_Required actions_
(a) In the Universe text below, what was the speck of pure energy smaller than?
(b) In the Universe text below, list every activity the writer wanted to do in the three sentences that follow "I wanted to be an astronaut."

_Text segment_
Many years ago, before you were born and even years before your Dad and I fell in love,  I wanted to be an astronaut.  I wanted talk with the man in the moon and bounce between the stars.  I wanted sail in the Carina and search for the Golden Fleece, come face to face with comets and stardust.  I wanted float through space and marvel at the great vastness of the inky forever of the universe.  I fell in love with the stories the Universe tells.

When I was a kid, math didn't interest me.  Which is sad because math is the language of creation and space.  Math is how we've discovered what the Universe is made from.  Isn't that strange?  Numbers and symbols and formulas have opened the window to understanding space!  Do you ever wonder how scientists know what the sun is made from?  Especially when we can't visit and land on it's surface and take samples of its fiery heat?   I always wonder this.

There are many ideas explaining the beginning of the Universe but theidea I love most begins with an itty-bitty, hot, dense speck of pure energy.  Dense is a weird word but this simply means that this speck was extremely heavy.  Imagine all you see squished and smashed so small that it fits onto the tiny tip-top of your finger, this gives you and idea of what dense means.   This itty-bitty, hot, dense speck of pure energy was smaller than an atom which is even smaller than an invisible piece of dust floating around your room.

_Data section_
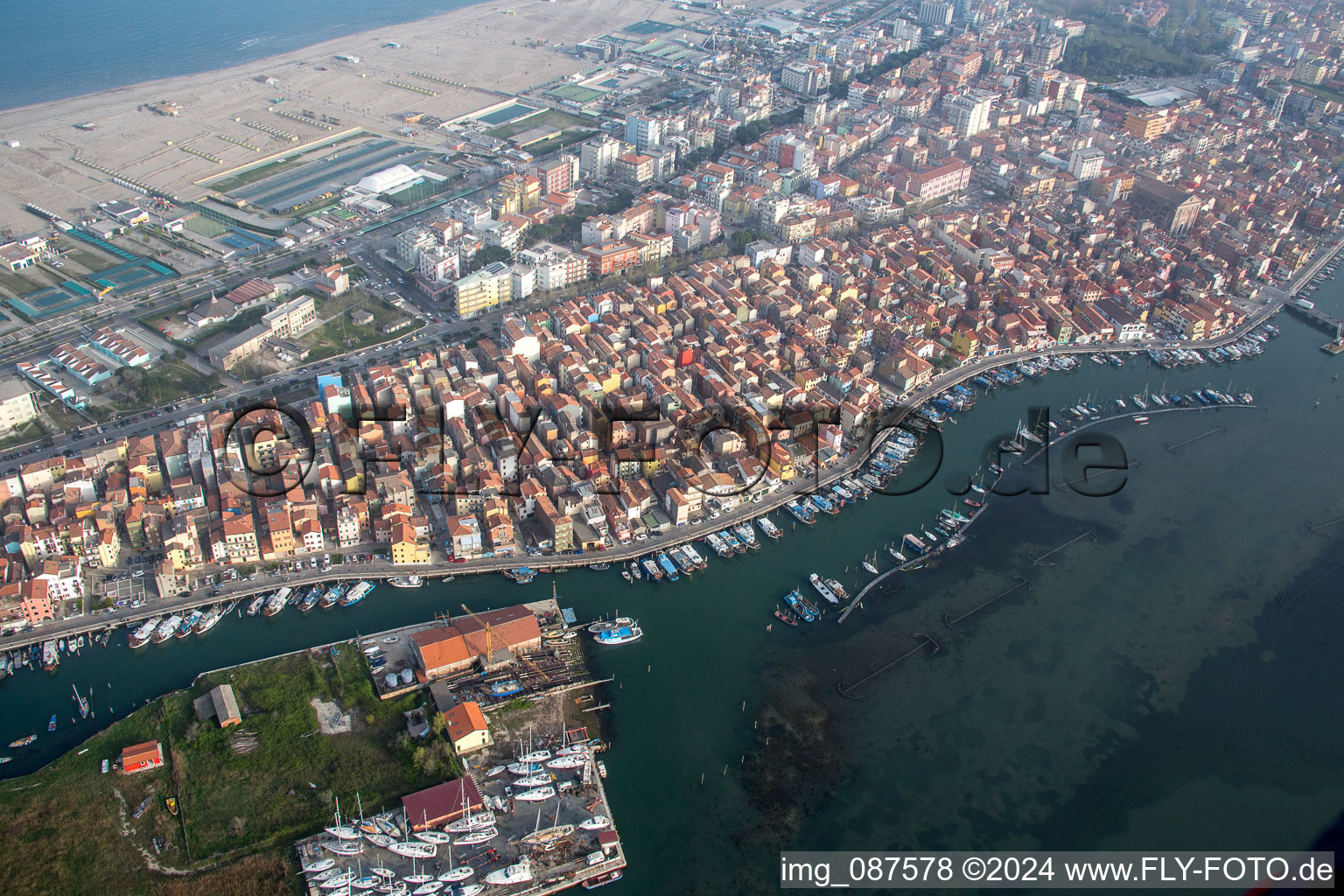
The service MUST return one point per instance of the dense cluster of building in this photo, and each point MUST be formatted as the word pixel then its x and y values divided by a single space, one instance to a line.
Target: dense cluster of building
pixel 972 202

_Responses per task_
(a) An atom.

(b)
- Talk with the man in the moon
- Bounce between the stars
- Sail in the Carina
- Search for the Golden Fleece
- Come face to face with comets and stardust
- Float through space
- Marvel at the great vastness of the inky forever of the universe